*TASK TO CARRY OUT:* Rewrite every line of the records, requests included, and shift each bounding-box coordinate in the answers up by 71.

··· DATA SUPPLIED

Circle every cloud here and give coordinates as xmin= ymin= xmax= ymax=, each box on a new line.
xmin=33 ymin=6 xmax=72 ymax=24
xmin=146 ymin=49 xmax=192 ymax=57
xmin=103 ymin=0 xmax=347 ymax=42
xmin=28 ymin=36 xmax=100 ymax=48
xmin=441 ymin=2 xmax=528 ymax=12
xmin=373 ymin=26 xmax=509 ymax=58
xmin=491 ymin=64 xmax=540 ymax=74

······

*OUTPUT OF THE TASK:*
Circle every cloud here and give coordinates as xmin= ymin= xmax= ymax=, each box on a new line.
xmin=104 ymin=77 xmax=143 ymax=95
xmin=217 ymin=120 xmax=263 ymax=128
xmin=174 ymin=71 xmax=418 ymax=113
xmin=99 ymin=107 xmax=171 ymax=119
xmin=512 ymin=73 xmax=599 ymax=83
xmin=444 ymin=97 xmax=580 ymax=129
xmin=562 ymin=135 xmax=611 ymax=145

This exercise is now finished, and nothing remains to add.